→ **Task description**:
Print the listing as it stands, omitting all images.

→ **Materials provided**:

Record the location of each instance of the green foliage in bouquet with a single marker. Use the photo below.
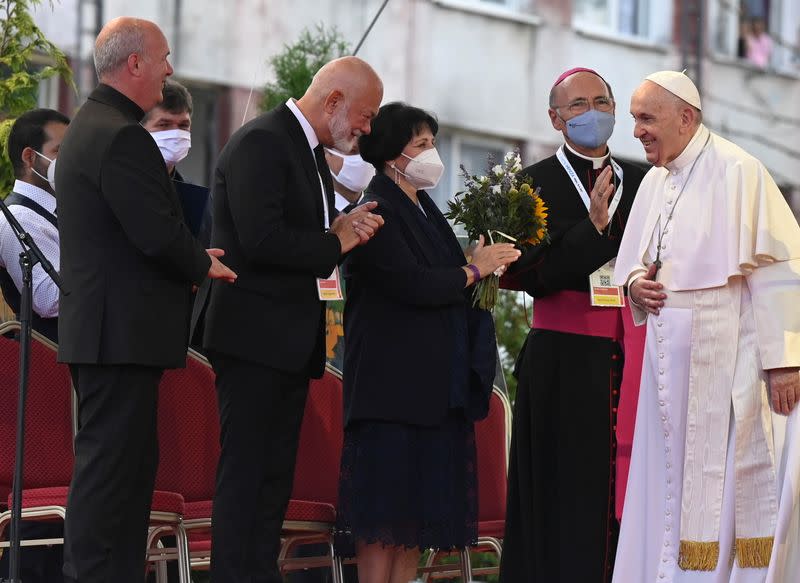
(502, 205)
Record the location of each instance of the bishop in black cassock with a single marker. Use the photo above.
(561, 524)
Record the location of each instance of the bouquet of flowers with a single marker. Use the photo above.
(502, 205)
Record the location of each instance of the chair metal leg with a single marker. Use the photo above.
(184, 561)
(466, 565)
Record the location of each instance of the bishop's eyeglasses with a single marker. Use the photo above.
(581, 105)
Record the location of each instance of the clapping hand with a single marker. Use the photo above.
(219, 270)
(356, 227)
(598, 199)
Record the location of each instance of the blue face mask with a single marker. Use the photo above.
(591, 129)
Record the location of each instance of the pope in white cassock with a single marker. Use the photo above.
(711, 255)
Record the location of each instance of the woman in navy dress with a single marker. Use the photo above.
(418, 365)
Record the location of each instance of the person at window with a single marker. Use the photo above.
(758, 44)
(418, 367)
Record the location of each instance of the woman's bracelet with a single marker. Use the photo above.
(476, 273)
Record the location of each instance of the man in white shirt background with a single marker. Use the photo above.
(33, 145)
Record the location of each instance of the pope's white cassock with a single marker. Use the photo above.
(714, 486)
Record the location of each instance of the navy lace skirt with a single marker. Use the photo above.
(406, 485)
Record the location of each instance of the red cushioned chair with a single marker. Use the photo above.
(188, 434)
(311, 514)
(492, 439)
(48, 446)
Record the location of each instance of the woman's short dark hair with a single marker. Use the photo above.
(392, 129)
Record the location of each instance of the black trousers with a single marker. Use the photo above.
(116, 458)
(261, 410)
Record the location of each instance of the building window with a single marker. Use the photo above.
(634, 18)
(471, 150)
(763, 33)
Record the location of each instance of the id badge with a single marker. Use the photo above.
(330, 288)
(604, 293)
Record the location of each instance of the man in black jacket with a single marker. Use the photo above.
(562, 474)
(128, 262)
(274, 213)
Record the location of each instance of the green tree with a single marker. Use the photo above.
(297, 64)
(23, 47)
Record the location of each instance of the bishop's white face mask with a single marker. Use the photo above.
(424, 170)
(174, 144)
(355, 173)
(51, 171)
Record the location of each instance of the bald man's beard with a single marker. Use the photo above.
(341, 132)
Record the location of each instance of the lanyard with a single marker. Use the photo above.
(663, 231)
(562, 157)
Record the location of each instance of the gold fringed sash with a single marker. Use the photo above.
(697, 556)
(754, 552)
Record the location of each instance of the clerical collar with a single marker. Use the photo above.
(597, 163)
(311, 135)
(690, 152)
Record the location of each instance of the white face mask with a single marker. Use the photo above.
(51, 171)
(174, 144)
(355, 173)
(424, 170)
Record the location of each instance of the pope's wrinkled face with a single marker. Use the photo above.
(658, 123)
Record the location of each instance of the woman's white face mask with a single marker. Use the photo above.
(424, 170)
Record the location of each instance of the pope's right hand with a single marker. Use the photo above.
(646, 292)
(219, 270)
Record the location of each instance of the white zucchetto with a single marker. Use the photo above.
(678, 84)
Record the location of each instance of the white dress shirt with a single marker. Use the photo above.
(313, 142)
(45, 235)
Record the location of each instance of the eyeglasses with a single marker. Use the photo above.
(582, 105)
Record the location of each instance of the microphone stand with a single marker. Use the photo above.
(28, 258)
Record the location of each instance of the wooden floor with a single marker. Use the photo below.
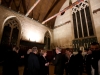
(21, 68)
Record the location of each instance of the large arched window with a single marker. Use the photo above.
(10, 32)
(47, 40)
(83, 26)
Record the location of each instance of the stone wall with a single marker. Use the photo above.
(31, 30)
(63, 32)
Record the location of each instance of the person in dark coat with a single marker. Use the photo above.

→ **Exercise result**:
Record the location of each instance of the green foliage in bouquet with a single marker. Use the photo below.
(502, 205)
Record the location of each instance of the bishop in black cassock with a single marker. Use the photo above.
(561, 524)
Record the location of each instance of the bouquet of flowers with a single marker. Use the photo above.
(502, 205)
Record the location of each instance of the chair metal leg with a single marker. Use the photo above.
(184, 561)
(466, 565)
Record the location of each instance of the bishop's eyeglasses with a single marker. Use the photo above.
(581, 105)
Record the location of each instance of the clapping hand with a single marker. Use the photo above.
(219, 270)
(356, 227)
(598, 199)
Record the location of each instance of the blue face mask with a single marker. Use the photo above.
(591, 129)
Record the location of each instance of the pope in white cassock with a single marker. Use the photo above.
(711, 255)
Record the location of each instance of the woman in navy dress with a single marker. Use the photo above.
(418, 365)
Record the location of each instance of the person at window with a single marker. Use the photo above.
(758, 44)
(418, 367)
Record the location of each instance of the woman's bracelet with a single marker. Use the photo above.
(476, 273)
Record the location of each instance of the man in white shirt background with a single marker. Use the photo above.
(33, 145)
Record the location of each instance of the pope's white cassock with a single marker. Use the photo above.
(714, 486)
Record the location of each instance of the navy lace skirt with a single marker. Use the photo above.
(406, 485)
Record the location of each instance of the red cushioned chair with a single marker. Use the photo above.
(188, 434)
(311, 514)
(492, 439)
(48, 446)
Record the location of each instance of the woman's short dark hair with a single marker. Use the photo above.
(392, 129)
Record the location of each instance of the black trousers with a single marker. Use the photo above.
(116, 458)
(261, 410)
Record the location of each instance of the building window with a single marker. Use the photo above.
(634, 18)
(471, 150)
(763, 33)
Record the location of each instance of the id badge with a single marker. Use the photo above.
(330, 288)
(604, 293)
Record the location of each instance of the man in black jacket with a single marker. Use the photo above.
(562, 474)
(128, 262)
(274, 213)
Record the location of each instance of the green tree with a single marker. Use the photo above.
(297, 64)
(23, 47)
Record the location of each instance of the bishop's white face mask with a single marker. Use the photo above.
(424, 170)
(174, 144)
(355, 173)
(51, 171)
Record the location of each instance of the bald man's beard with a single marker. Use the photo above.
(341, 132)
Record the location of each instance of the lanyard with a single marker. Use the photo above.
(663, 231)
(562, 157)
Record the location of each instance of the gold fringed sash with a single marker. Use the photo above.
(697, 556)
(754, 552)
Record the location of each instance of the clerical collar with a single marker. Use the photo above.
(597, 163)
(311, 135)
(690, 152)
Record the location of each instance of the white face mask with a single marker. Use the photo above.
(51, 171)
(174, 144)
(355, 173)
(424, 170)
Record the location of each instance of the pope's wrinkled face with a single marker. Use the photo above.
(658, 123)
Record the location of each instance of the woman's white face mask with a single marker. Use the photo above.
(424, 170)
Record the location of each instance of the pope's right hand with a single marker. Use the photo above.
(646, 292)
(219, 270)
Record the location of each instance of the white zucchetto with a single marker. Use the photo above.
(678, 84)
Record the location of each instance of the white dress shirt with a single marker. Use the photo above.
(313, 142)
(45, 235)
Record the location of each instance of the eyeglasses with a single marker. Use the photo above.
(582, 105)
Record the location of each instance of the microphone stand with a single marker. Use the photo above.
(28, 258)
Record the location of each instance of the wooden floor with a single marker. Use the photo below.
(21, 68)
Record the location of each instance of the large arched window with a single marker. Use the photo above.
(10, 32)
(47, 40)
(83, 26)
Record the location of each instance of the stone wall with a single marker. Use the photo above.
(31, 30)
(63, 32)
Record the location of each instance of the person in dark coat with a single marker. Use the photo above.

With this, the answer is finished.